What to work on:
Report every line of the data below that contains the string "dark", and treat uppercase and lowercase as different.

Exercise materials:
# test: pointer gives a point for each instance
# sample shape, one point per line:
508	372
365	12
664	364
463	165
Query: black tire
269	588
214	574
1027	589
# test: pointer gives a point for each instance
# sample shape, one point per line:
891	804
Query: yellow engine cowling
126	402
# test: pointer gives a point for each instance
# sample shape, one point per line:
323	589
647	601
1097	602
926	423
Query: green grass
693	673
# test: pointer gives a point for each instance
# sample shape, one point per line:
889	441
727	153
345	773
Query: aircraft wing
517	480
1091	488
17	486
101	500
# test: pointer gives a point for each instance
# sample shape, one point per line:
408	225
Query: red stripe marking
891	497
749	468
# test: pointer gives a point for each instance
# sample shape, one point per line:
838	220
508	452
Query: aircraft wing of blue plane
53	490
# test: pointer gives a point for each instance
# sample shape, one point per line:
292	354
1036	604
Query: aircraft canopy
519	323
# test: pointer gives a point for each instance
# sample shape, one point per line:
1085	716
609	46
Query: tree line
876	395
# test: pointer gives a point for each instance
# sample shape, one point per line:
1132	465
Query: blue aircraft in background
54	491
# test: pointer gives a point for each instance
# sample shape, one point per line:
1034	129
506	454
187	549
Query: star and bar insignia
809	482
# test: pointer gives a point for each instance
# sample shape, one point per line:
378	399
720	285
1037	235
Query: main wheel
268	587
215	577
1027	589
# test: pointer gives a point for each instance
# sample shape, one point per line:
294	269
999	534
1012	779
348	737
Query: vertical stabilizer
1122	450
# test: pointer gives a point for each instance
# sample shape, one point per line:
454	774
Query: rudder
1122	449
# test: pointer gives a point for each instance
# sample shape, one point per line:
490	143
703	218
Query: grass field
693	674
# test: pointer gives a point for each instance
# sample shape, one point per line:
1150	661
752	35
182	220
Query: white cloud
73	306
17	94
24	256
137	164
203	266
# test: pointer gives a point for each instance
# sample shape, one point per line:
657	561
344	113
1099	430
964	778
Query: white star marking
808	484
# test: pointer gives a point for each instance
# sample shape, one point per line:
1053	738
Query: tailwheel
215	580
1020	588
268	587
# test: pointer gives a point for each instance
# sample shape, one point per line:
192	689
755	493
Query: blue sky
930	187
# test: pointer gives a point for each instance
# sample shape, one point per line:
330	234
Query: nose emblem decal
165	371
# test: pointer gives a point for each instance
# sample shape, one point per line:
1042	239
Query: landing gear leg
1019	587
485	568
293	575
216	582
==
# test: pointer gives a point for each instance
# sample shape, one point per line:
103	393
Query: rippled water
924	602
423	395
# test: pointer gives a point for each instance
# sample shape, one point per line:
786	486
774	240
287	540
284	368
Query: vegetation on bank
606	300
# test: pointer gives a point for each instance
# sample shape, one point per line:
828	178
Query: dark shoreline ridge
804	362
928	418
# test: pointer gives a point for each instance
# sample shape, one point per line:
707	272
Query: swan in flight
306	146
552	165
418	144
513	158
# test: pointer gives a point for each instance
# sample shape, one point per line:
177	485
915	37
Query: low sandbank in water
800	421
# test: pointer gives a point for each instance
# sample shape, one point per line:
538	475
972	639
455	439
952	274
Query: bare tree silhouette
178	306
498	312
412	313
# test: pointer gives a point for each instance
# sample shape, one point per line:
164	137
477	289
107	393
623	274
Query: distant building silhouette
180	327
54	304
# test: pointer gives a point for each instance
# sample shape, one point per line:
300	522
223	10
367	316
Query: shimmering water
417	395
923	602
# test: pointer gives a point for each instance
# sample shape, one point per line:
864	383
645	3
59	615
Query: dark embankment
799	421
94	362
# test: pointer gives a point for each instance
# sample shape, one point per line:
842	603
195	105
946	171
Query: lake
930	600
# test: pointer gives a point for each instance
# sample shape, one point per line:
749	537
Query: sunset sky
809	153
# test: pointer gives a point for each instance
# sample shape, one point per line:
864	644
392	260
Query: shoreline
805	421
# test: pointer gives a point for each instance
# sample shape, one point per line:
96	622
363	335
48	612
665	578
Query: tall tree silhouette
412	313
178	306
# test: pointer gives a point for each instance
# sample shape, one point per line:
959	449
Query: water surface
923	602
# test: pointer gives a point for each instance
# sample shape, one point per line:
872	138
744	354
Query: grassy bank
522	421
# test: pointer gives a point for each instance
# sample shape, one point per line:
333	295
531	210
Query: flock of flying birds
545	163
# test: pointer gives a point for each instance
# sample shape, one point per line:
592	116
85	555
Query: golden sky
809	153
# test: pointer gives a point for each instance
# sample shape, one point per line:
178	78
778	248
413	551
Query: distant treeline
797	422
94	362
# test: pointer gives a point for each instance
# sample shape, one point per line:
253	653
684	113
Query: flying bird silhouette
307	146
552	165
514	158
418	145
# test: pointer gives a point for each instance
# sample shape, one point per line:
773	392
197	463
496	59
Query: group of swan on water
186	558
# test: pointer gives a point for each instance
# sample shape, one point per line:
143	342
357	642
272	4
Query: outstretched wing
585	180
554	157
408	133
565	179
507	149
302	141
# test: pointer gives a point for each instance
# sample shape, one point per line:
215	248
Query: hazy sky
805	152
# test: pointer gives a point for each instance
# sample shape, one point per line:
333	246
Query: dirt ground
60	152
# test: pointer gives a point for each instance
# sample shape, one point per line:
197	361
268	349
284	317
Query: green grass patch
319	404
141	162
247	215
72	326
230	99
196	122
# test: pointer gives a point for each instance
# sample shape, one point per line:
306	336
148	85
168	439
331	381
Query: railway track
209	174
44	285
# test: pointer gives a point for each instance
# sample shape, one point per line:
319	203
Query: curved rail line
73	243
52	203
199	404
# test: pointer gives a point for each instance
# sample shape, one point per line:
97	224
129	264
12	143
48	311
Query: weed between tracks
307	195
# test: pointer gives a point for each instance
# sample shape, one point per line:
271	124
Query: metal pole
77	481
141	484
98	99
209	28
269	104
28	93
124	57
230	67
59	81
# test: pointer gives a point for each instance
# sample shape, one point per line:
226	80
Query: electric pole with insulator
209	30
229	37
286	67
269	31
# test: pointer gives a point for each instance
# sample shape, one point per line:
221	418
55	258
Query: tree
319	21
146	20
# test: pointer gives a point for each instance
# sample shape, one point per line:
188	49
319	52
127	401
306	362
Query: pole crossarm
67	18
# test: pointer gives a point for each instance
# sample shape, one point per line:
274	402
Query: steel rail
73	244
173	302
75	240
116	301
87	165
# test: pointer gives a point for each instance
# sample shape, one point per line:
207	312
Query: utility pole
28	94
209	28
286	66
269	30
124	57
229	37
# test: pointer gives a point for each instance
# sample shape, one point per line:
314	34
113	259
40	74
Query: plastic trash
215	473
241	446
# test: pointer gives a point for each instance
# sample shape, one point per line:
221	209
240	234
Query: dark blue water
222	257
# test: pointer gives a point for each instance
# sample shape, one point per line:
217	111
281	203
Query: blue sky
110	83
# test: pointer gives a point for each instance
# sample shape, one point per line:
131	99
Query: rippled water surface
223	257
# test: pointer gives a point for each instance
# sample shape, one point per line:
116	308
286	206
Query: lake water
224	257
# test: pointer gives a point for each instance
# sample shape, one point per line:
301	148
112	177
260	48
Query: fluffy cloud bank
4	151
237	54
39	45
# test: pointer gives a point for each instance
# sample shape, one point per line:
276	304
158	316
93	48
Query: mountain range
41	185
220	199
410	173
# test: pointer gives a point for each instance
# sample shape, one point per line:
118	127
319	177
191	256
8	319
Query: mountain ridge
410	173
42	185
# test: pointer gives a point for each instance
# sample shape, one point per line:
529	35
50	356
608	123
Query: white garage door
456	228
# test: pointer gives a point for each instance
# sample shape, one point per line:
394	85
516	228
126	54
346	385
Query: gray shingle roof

Full solution:
Query: dark shoreline ridge
Query: dark embankment
Query: dark blue water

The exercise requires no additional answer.